> _TO BE DONE_:
Please scale the records from the line that has "Locate the car rear door;" through the end of the records, repeating every line, requests included. Multiply each answer's x and y coordinates by 1.9 and round to whole numbers (halves round up), leaving the numbers in the requests and their sample points unchanged.

==================================================

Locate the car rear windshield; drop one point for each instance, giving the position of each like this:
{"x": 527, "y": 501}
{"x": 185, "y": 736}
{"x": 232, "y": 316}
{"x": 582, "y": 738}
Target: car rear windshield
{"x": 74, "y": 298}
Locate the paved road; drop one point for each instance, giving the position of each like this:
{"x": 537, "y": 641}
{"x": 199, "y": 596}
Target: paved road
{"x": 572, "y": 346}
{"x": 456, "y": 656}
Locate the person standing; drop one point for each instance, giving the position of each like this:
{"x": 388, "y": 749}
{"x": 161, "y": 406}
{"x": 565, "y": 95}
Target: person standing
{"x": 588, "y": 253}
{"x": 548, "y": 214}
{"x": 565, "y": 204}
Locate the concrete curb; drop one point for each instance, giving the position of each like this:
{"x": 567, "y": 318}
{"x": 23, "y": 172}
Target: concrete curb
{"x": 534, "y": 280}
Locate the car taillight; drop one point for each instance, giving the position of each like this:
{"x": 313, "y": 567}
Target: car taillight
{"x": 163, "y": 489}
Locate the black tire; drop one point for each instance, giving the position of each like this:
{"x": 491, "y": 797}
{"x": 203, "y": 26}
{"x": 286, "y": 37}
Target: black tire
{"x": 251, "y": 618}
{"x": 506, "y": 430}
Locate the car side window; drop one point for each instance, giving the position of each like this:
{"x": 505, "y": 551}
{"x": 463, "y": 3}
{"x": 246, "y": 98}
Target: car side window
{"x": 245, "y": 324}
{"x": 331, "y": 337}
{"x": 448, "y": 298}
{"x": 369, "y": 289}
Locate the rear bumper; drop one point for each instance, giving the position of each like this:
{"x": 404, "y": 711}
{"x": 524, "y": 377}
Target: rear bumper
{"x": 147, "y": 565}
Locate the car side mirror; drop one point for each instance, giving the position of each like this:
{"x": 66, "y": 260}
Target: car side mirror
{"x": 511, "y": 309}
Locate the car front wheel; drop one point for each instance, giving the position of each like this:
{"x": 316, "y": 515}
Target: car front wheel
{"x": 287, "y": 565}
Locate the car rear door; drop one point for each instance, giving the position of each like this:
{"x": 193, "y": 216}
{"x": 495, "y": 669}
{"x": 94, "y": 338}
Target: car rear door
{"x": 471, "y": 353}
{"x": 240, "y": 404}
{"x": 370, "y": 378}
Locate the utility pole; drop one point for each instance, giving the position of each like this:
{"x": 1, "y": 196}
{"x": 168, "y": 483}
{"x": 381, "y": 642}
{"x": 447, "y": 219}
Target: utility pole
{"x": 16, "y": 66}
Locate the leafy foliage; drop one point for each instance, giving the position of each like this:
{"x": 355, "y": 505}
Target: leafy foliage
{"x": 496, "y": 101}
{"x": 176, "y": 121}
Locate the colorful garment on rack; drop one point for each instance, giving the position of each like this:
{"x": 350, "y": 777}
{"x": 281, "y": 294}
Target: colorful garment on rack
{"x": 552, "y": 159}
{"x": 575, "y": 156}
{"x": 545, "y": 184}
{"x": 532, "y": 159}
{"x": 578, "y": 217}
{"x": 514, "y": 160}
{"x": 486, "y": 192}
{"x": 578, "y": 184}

==================================================

> _TASK OUTPUT_:
Locate the car rear door; drop one point for each instance, giving the position of each like this:
{"x": 193, "y": 216}
{"x": 495, "y": 669}
{"x": 94, "y": 338}
Target: car rear door
{"x": 895, "y": 671}
{"x": 456, "y": 768}
{"x": 703, "y": 718}
Locate the utility pole; drop one point for each instance, giving the position of each like this:
{"x": 1, "y": 196}
{"x": 168, "y": 483}
{"x": 381, "y": 642}
{"x": 447, "y": 219}
Target: utility pole
{"x": 30, "y": 125}
Locate the leafy foliage; drop one point for each instance, giving the position of each like this:
{"x": 355, "y": 505}
Target: leafy foliage
{"x": 942, "y": 192}
{"x": 334, "y": 230}
Locate the colorful garment on rack; drop one point for each instance, giving the position of each like this:
{"x": 350, "y": 777}
{"x": 281, "y": 294}
Target: colorful garment on rack
{"x": 1049, "y": 302}
{"x": 1093, "y": 296}
{"x": 1036, "y": 350}
{"x": 1011, "y": 302}
{"x": 1098, "y": 412}
{"x": 977, "y": 304}
{"x": 923, "y": 365}
{"x": 1098, "y": 350}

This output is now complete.